*** GIVEN DATA

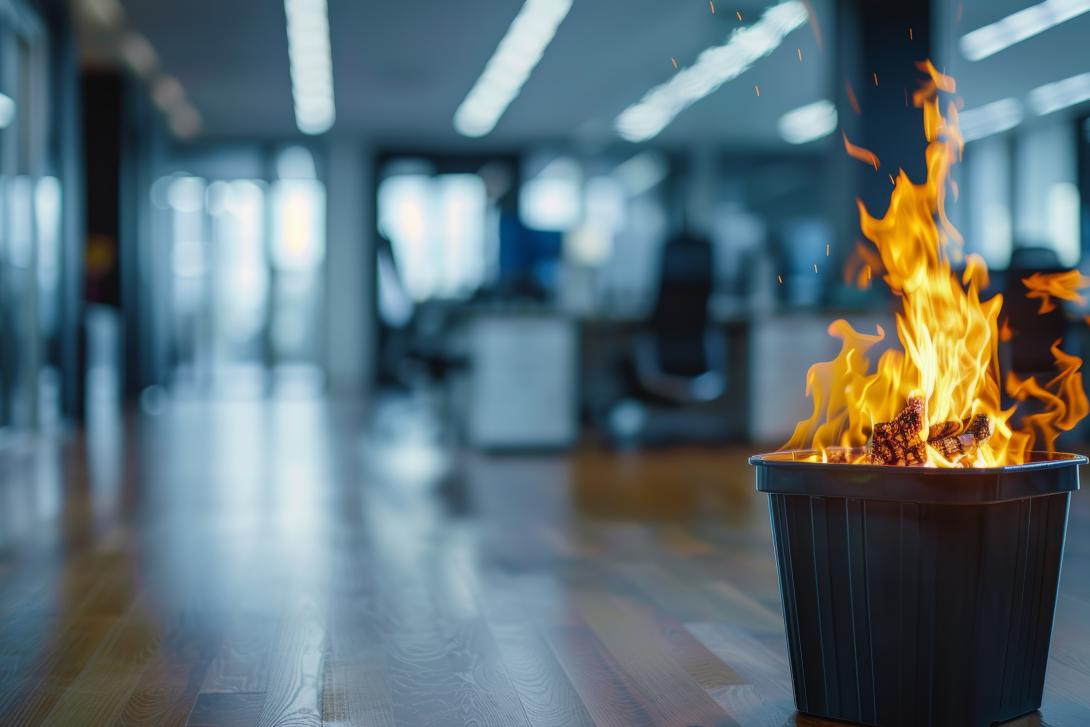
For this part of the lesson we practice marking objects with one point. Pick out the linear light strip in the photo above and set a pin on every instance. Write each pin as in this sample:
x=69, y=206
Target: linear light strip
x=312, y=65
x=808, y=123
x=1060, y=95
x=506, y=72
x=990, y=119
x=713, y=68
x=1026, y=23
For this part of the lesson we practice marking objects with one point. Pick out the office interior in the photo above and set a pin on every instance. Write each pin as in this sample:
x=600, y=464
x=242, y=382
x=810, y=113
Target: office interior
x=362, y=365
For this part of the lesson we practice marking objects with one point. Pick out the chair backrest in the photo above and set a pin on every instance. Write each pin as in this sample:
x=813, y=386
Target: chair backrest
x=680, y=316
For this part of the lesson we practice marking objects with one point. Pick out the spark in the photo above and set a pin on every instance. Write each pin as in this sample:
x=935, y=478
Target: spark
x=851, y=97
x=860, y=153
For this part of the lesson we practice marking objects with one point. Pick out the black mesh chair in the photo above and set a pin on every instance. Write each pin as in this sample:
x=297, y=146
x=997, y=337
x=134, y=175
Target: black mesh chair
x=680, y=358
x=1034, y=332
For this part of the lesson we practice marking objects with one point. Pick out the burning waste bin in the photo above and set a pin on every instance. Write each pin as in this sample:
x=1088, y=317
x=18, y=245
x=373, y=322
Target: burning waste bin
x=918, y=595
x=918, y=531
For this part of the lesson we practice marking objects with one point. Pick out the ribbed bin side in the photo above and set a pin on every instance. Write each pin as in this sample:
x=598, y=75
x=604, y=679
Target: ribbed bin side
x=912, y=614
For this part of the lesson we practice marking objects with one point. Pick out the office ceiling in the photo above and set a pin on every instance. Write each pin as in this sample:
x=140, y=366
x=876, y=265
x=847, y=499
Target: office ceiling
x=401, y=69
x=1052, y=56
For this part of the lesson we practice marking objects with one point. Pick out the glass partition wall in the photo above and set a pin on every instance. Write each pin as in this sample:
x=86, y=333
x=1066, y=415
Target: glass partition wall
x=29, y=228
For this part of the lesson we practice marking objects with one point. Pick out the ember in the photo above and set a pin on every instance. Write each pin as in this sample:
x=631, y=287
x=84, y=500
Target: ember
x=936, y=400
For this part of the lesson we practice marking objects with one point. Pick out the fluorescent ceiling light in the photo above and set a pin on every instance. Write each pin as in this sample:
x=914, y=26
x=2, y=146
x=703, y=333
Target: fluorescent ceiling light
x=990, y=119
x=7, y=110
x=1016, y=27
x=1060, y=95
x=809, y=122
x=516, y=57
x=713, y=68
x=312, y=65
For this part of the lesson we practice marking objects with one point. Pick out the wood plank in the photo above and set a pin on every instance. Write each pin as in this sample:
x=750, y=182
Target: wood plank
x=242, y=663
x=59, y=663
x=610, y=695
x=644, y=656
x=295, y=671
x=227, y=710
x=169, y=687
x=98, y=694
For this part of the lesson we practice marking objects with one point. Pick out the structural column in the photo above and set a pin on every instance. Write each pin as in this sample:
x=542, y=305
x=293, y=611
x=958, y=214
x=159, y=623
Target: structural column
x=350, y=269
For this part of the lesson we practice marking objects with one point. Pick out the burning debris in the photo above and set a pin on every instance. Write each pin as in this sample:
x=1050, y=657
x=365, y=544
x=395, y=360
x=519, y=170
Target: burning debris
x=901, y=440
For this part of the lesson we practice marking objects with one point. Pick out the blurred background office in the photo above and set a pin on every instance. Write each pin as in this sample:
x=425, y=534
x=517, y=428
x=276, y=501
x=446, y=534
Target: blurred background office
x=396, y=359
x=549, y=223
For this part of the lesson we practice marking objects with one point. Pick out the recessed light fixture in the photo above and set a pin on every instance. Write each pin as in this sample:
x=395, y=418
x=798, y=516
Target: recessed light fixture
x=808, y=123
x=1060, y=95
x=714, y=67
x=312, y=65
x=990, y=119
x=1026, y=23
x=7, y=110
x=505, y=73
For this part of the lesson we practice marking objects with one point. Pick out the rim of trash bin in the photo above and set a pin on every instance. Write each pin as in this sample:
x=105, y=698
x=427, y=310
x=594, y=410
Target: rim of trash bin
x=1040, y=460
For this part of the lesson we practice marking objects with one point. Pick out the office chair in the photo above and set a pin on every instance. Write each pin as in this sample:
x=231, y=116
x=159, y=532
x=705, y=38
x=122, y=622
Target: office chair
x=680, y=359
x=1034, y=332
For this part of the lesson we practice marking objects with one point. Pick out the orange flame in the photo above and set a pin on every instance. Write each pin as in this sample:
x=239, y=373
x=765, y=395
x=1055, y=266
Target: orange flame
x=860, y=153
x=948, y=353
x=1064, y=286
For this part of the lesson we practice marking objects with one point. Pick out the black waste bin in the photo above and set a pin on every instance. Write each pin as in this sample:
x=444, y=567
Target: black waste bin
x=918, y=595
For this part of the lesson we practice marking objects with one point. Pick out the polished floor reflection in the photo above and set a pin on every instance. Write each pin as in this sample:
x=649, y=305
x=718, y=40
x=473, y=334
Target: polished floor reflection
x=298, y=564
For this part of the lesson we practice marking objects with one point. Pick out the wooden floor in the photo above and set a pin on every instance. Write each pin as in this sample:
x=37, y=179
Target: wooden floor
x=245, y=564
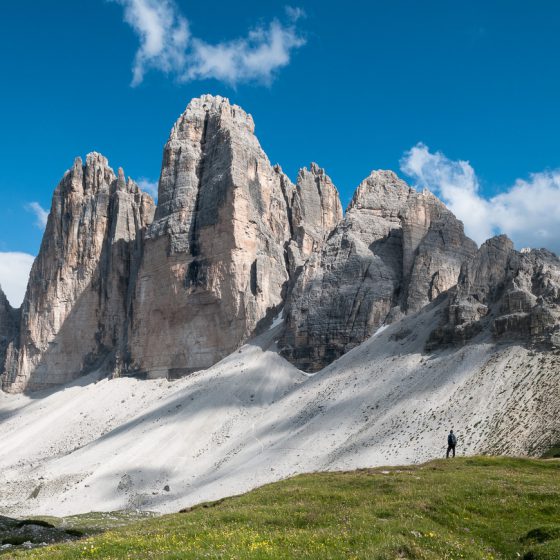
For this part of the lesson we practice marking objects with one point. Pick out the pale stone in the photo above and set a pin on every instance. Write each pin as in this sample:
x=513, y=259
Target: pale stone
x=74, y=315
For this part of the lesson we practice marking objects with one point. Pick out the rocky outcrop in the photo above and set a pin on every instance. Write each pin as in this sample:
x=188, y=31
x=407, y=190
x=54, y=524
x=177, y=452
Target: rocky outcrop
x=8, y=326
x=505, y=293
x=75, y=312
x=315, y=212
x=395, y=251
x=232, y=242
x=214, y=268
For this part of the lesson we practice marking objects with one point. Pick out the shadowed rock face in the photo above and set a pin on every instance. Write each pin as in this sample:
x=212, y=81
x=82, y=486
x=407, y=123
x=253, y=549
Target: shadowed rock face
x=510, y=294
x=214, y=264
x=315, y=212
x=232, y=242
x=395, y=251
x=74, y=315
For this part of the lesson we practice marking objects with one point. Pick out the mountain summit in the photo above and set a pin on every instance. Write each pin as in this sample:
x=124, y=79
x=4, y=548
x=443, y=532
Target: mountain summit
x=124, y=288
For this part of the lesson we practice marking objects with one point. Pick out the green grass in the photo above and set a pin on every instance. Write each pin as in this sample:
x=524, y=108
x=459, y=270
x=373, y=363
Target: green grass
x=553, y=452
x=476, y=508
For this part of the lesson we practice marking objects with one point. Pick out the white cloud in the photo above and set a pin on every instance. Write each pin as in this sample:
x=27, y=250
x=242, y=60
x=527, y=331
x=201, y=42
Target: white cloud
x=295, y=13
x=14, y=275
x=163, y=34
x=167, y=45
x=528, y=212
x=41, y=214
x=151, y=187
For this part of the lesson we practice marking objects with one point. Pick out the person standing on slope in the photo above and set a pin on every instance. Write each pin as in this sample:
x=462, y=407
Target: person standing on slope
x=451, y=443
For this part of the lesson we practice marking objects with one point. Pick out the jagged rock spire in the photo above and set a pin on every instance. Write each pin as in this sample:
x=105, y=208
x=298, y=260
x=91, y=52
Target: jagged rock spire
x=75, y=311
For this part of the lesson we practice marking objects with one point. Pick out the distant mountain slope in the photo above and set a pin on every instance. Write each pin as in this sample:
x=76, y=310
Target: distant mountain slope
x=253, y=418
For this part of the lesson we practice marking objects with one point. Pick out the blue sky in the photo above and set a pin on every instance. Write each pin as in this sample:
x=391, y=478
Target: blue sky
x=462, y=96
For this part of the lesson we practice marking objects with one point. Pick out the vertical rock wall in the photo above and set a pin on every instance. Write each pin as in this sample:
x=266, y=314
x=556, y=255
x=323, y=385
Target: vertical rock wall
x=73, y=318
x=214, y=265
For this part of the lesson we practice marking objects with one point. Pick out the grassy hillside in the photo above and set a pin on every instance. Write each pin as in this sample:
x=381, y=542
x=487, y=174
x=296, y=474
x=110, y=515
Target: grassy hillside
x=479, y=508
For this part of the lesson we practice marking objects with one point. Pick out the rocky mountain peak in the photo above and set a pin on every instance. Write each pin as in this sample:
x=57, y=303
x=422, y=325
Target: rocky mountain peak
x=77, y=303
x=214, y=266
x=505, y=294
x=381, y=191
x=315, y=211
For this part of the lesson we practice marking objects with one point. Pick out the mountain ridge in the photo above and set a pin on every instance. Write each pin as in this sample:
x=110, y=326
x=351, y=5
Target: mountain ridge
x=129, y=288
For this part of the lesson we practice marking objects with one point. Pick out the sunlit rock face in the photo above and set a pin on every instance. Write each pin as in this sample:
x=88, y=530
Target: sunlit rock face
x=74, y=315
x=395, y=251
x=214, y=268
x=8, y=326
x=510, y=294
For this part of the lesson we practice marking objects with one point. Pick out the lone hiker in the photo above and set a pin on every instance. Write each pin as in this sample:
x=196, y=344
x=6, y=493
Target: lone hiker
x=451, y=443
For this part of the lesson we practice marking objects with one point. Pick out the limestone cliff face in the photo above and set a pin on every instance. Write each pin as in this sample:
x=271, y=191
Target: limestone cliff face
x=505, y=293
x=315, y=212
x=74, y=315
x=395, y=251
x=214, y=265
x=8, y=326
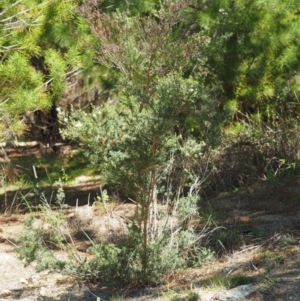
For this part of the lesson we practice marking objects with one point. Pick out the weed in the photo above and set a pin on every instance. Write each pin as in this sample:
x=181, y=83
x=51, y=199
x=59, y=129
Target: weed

******

HOW TO COMPLETE THIS TASK:
Word for word, restate the lines above from the one with "x=1055, y=266" through the one with "x=253, y=549", keeping both ends and dropping the pictures.

TASK RESPONSE:
x=1055, y=266
Target: orange flame
x=860, y=153
x=948, y=353
x=1064, y=286
For this part of the lesson we practice marking objects with one point. Pick out the black waste bin in the photo above and set a pin on every instance. Write each pin as in this sample:
x=444, y=567
Target: black waste bin
x=918, y=595
For this part of the lesson we practice marking objects with one point. Pick out the polished floor reflection in the photo above and set a pin on every instance. Write each pin as in this sample:
x=649, y=305
x=718, y=40
x=473, y=334
Target: polished floor reflection
x=298, y=564
For this part of the lesson we practice marking objects with one point. Pick out the wooden floor in the photo above and set a pin on every instance. Write each pin as in this sample:
x=37, y=179
Target: wooden floor
x=245, y=564
For this part of the lesson we practice marking objects with one point. Pick out the pale stone in the photo above and set a pin on every instance. Write each pin as in this sample:
x=513, y=259
Target: pale stone
x=74, y=315
For this part of the lesson we practice marking objects with one point. Pick out the rocky outcrop in the photo above and set a pin on every instance. Write each pin as in this sample:
x=188, y=31
x=407, y=190
x=54, y=524
x=177, y=452
Target: rocky outcrop
x=8, y=326
x=505, y=293
x=75, y=312
x=315, y=212
x=395, y=251
x=232, y=242
x=214, y=268
For this part of the lesson we practice marking objects with one point. Pick out the shadowed rock face in the photo above and set a pin on every instance. Write each pin as in this sample:
x=212, y=81
x=82, y=486
x=407, y=123
x=253, y=549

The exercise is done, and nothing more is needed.